▶ **Task description**
As you look over the data below, please find each line where the word "hull" appears, then copy it.

[Dataset entries]
.....
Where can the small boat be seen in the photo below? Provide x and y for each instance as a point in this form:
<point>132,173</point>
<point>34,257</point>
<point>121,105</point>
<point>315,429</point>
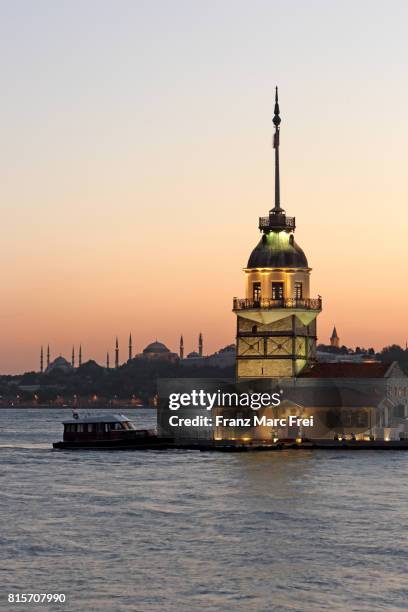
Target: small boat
<point>107,431</point>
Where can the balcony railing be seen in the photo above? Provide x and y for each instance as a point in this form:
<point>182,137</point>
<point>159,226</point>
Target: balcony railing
<point>269,303</point>
<point>277,221</point>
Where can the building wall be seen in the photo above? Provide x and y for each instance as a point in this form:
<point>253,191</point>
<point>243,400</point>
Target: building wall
<point>268,275</point>
<point>278,349</point>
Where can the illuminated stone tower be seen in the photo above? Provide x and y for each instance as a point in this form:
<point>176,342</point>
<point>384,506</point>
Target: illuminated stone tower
<point>130,347</point>
<point>334,339</point>
<point>117,353</point>
<point>276,321</point>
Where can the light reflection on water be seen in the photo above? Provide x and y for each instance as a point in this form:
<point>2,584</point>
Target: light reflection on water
<point>131,530</point>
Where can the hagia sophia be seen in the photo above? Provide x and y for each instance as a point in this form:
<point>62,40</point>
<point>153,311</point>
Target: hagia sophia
<point>154,351</point>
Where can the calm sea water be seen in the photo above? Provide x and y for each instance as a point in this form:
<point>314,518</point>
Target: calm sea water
<point>175,531</point>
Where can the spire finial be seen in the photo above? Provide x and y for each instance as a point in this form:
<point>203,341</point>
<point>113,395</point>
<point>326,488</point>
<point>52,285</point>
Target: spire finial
<point>276,121</point>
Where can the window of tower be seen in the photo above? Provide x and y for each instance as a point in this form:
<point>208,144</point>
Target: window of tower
<point>298,290</point>
<point>256,291</point>
<point>277,291</point>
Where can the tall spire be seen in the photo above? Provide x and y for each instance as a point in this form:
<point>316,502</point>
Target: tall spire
<point>130,347</point>
<point>276,121</point>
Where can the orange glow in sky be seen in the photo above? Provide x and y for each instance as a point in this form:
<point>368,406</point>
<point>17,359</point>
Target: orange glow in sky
<point>136,158</point>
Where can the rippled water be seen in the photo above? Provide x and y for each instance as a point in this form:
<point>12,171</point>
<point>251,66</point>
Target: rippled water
<point>132,530</point>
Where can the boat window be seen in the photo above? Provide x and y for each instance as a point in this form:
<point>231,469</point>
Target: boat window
<point>128,425</point>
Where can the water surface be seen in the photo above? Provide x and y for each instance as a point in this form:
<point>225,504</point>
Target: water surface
<point>186,531</point>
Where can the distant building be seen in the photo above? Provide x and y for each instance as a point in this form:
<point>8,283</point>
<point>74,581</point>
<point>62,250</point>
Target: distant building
<point>159,351</point>
<point>59,364</point>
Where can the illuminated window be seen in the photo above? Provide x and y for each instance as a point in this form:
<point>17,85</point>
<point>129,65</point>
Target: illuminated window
<point>298,290</point>
<point>256,289</point>
<point>277,291</point>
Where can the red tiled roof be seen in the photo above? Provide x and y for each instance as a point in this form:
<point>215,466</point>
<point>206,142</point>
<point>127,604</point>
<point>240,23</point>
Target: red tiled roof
<point>347,370</point>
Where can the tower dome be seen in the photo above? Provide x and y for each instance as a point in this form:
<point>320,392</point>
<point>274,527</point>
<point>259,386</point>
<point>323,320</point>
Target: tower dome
<point>277,250</point>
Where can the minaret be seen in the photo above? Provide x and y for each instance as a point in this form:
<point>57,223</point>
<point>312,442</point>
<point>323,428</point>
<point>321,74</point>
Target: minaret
<point>276,321</point>
<point>334,339</point>
<point>130,347</point>
<point>117,353</point>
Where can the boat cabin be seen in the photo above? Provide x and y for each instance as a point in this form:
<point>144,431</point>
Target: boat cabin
<point>101,427</point>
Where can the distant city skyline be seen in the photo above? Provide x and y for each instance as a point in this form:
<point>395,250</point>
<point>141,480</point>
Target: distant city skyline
<point>136,159</point>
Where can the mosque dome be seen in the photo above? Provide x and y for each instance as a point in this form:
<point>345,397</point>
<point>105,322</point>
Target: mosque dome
<point>156,347</point>
<point>60,364</point>
<point>277,249</point>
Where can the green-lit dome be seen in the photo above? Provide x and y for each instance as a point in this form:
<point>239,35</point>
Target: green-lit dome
<point>277,250</point>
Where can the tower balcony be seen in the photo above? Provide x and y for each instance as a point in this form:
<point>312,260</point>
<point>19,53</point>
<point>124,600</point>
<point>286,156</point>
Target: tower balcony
<point>313,304</point>
<point>277,221</point>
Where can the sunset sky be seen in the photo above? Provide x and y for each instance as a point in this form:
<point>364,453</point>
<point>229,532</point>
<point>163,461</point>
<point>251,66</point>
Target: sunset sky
<point>136,158</point>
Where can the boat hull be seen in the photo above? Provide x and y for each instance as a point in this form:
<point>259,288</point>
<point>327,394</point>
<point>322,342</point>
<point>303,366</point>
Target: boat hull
.....
▶ **Solution**
Where can the boat hull be seen in the photo above? Provide x and y for each instance as a point in this form:
Target: boat hull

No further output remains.